Begin STORED ROWS

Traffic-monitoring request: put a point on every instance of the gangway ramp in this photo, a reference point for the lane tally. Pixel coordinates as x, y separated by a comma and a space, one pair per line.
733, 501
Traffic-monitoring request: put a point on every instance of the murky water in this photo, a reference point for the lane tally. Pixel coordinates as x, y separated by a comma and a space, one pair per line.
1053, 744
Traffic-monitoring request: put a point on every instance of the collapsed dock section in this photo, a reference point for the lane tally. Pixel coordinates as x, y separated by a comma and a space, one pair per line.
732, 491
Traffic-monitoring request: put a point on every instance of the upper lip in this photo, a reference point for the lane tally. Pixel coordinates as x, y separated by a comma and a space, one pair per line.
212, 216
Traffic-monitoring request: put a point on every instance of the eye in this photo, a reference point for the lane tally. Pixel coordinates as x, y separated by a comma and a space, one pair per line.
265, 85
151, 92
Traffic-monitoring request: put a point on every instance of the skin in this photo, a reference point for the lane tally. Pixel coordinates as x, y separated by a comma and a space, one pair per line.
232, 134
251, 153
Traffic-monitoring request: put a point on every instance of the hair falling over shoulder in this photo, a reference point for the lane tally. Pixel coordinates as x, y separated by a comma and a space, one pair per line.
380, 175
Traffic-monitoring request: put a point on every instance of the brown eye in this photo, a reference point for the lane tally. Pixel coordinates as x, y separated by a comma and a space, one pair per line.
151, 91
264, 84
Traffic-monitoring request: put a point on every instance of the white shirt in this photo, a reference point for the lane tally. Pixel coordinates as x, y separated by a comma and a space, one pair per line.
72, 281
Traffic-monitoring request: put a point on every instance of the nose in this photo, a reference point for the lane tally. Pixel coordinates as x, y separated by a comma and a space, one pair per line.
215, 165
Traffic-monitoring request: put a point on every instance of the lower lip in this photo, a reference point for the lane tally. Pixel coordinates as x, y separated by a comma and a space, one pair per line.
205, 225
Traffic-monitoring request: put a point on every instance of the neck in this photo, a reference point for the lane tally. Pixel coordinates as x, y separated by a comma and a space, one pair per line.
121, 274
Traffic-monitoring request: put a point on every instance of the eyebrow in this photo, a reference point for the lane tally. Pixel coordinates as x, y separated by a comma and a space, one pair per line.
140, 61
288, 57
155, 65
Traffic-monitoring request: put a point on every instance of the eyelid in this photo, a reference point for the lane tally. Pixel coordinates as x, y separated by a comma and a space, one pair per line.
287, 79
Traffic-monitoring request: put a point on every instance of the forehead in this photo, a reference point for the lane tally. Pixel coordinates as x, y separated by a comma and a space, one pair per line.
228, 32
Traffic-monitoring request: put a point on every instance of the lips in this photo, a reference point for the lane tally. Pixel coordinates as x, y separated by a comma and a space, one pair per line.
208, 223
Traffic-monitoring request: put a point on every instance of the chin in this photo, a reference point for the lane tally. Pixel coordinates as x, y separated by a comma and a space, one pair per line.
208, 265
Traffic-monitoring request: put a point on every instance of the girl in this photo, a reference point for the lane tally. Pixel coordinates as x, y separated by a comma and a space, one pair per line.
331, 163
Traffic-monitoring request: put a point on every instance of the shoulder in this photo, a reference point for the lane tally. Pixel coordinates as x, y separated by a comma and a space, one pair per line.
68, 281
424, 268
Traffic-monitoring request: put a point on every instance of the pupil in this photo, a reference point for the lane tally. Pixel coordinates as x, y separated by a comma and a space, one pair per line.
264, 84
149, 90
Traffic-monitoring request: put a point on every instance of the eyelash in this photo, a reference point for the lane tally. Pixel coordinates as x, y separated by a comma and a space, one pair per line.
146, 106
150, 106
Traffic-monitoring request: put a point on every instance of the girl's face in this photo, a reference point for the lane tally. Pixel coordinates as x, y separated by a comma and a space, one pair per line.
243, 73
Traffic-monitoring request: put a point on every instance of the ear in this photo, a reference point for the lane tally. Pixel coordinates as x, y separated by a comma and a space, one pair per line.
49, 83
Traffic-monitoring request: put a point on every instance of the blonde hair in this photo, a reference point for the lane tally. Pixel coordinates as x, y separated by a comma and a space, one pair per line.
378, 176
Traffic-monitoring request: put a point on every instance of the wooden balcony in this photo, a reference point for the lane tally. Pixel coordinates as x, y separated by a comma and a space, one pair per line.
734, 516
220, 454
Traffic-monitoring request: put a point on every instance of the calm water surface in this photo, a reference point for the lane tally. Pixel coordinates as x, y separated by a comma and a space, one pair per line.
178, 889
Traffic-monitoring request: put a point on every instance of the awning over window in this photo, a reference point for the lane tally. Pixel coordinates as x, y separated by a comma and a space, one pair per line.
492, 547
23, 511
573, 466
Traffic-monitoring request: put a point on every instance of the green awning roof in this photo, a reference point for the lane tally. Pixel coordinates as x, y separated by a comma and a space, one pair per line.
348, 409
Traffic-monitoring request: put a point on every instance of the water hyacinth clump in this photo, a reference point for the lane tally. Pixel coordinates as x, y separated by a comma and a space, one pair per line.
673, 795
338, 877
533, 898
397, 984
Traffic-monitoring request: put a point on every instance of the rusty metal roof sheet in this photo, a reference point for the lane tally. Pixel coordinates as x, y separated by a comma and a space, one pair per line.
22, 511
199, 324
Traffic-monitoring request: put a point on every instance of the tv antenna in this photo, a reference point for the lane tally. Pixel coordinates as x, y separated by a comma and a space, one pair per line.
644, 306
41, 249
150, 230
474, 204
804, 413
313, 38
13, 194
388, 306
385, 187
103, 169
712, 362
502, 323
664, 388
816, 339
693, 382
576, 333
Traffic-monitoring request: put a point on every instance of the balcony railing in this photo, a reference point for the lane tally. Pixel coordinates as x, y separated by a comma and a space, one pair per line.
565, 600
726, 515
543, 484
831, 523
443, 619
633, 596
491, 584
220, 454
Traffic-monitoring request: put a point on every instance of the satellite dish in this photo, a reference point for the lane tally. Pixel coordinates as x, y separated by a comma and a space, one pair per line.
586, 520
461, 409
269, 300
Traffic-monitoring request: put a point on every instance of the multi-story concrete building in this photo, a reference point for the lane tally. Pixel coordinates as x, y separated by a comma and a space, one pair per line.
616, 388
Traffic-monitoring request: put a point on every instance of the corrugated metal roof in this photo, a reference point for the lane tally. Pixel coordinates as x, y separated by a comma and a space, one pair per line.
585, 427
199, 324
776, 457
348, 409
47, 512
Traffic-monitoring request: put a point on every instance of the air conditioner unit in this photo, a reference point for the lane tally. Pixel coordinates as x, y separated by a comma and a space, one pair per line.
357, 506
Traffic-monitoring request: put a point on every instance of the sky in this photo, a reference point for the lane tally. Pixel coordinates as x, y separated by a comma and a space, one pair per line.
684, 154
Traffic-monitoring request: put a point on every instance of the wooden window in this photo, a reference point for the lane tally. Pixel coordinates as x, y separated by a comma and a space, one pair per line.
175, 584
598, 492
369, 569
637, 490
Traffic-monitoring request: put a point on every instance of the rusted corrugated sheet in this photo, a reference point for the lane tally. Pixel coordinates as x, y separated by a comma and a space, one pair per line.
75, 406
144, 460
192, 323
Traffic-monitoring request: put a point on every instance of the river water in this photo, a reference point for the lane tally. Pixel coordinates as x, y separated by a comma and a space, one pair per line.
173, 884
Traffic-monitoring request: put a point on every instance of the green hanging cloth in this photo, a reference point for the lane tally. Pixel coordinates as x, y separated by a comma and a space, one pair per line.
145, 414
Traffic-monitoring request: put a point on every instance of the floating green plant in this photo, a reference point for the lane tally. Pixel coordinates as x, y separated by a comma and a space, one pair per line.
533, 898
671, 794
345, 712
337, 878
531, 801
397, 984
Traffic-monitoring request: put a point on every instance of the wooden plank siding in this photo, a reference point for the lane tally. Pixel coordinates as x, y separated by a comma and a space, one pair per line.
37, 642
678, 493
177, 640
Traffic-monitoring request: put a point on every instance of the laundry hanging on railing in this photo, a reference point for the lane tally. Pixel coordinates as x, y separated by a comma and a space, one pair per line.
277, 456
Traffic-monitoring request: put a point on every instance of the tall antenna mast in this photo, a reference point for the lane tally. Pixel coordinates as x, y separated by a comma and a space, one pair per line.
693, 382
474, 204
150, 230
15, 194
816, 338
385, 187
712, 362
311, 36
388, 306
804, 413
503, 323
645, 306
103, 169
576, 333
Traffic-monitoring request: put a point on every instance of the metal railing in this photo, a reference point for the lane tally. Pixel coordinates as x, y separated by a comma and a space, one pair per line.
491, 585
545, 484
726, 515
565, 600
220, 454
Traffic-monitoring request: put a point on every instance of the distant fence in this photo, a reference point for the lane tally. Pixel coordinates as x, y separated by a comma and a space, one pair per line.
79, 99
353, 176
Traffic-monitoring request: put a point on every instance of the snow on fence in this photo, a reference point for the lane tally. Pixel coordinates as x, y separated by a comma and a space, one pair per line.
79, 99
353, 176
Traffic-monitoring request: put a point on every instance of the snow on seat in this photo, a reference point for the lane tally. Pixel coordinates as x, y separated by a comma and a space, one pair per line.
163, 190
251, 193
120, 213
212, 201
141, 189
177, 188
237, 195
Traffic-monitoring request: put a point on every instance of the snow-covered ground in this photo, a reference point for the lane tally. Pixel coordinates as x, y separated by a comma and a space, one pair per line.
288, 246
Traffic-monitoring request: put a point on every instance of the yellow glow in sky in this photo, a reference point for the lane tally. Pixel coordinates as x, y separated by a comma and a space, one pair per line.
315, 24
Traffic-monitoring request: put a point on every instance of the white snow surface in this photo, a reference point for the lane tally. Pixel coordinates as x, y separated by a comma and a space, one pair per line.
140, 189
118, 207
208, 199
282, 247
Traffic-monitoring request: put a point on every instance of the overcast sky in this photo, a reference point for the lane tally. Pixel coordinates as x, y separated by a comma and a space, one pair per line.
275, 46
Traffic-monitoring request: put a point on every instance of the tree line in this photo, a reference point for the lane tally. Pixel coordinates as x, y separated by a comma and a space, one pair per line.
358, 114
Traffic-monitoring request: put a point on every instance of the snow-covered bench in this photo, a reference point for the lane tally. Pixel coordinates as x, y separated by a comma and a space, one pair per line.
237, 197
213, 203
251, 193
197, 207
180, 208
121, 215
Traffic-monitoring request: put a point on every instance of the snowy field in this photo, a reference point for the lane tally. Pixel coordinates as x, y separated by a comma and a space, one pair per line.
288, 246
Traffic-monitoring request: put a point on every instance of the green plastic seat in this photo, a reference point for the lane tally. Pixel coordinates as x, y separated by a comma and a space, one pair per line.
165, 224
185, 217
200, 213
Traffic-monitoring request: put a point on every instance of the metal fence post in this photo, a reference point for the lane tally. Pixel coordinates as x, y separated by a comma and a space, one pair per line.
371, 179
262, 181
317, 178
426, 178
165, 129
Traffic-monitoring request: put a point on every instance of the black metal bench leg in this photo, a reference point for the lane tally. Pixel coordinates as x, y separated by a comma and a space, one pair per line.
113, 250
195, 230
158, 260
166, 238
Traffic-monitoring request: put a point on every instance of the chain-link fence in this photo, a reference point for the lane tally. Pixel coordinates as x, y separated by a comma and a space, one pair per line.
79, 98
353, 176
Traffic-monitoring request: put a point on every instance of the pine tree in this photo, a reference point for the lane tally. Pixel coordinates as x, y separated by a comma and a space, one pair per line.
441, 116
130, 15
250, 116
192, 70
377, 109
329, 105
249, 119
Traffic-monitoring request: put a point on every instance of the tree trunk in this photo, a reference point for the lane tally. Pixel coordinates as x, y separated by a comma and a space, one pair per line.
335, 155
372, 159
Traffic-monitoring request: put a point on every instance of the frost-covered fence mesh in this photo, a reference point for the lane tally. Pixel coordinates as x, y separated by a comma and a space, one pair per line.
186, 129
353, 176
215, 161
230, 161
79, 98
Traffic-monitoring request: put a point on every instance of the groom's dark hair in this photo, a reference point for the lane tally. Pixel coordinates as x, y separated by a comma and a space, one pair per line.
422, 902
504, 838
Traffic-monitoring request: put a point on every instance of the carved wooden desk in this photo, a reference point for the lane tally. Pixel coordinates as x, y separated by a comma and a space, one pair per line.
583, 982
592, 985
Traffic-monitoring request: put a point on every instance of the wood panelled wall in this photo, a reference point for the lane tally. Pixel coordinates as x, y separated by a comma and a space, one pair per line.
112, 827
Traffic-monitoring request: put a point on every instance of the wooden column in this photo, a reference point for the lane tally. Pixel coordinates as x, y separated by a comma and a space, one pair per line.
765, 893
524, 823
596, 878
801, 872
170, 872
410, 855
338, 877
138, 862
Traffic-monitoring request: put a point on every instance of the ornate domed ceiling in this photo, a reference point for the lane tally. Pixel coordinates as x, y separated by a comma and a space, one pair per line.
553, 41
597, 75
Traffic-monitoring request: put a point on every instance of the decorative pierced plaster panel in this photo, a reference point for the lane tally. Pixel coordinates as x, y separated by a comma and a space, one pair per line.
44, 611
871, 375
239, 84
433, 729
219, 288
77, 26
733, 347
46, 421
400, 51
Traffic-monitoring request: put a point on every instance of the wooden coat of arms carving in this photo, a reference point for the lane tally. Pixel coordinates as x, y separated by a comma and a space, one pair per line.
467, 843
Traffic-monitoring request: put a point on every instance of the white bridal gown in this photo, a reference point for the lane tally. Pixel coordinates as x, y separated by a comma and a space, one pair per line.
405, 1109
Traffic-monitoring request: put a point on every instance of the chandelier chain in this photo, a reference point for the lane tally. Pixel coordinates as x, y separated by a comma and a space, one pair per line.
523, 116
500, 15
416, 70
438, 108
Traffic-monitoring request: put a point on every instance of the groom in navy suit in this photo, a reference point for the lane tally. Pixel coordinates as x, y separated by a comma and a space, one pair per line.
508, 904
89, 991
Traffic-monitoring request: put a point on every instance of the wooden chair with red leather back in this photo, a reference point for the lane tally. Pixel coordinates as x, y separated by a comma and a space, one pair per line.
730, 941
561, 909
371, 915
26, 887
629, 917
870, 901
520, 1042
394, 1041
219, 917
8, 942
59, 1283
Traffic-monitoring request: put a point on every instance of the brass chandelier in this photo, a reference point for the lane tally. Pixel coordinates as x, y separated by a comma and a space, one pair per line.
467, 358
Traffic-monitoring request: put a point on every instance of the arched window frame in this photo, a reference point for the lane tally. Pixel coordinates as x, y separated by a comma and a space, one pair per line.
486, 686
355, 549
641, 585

End STORED ROWS

(TASK)
From the line that contains "of the decorative" down to the last line of the listing above, repeat each line exactly, and include nothing else.

(RESPONSE FOR THIS EXERCISE)
Traffic-monitoring request: put a point on every instance of the decorative pierced plaster panel in this photo, a reference point for the lane tally. Pixel coordinates as x, y separated by a comma and a space, one pair per line.
44, 611
871, 375
239, 84
433, 729
219, 288
77, 26
733, 347
46, 421
400, 51
Traffic-monitoring request: put a point on every instance of the wooden coat of arms carving in this photo, a reference point for the lane tally. Pixel coordinates as x, y separated by a comma and a space, one pair per line.
467, 843
Traffic-monitoring request: put a point on every instance of the white bridal gown in this photo, a reference point for the lane tally. Pixel coordinates as x, y separated by a comma and a space, one pair per line.
405, 1109
Traffic-monitoring request: put a point on every instance of the chandelier chain in this photo, a reference point for the lane tally. Pixel coordinates as x, y separated by a comma and a space, one pair per line.
523, 116
500, 15
416, 70
438, 108
Traffic-monitoring request: put a point on every instance of the groom in navy suit in this photo, a reference point for the lane tally. Pixel coordinates as x, y separated by a comma and a space, one pair per line.
508, 904
89, 991
Traffic-monitoring request: put a point on every instance of the wooden chair with red leather back in this photo, a reference point for the lane tally. Pixel coordinates as x, y separated by a comma and a space, one pair per line.
730, 941
561, 909
371, 915
26, 887
629, 917
870, 901
520, 1042
394, 1041
219, 917
8, 942
59, 1283
Traffic-monitoring request: put a point on every instance of the brass chandelier in this photo, a reference point for the lane tally. Pixel coordinates as x, y separated by a comma and a space, one pair per line.
467, 358
Traffic-monitoring request: put a point on every instance of the arched window frame in this photo, a reference point for the lane tally. Pixel coordinates as x, y separated by a comma and a space, one pair per line.
486, 686
355, 549
641, 585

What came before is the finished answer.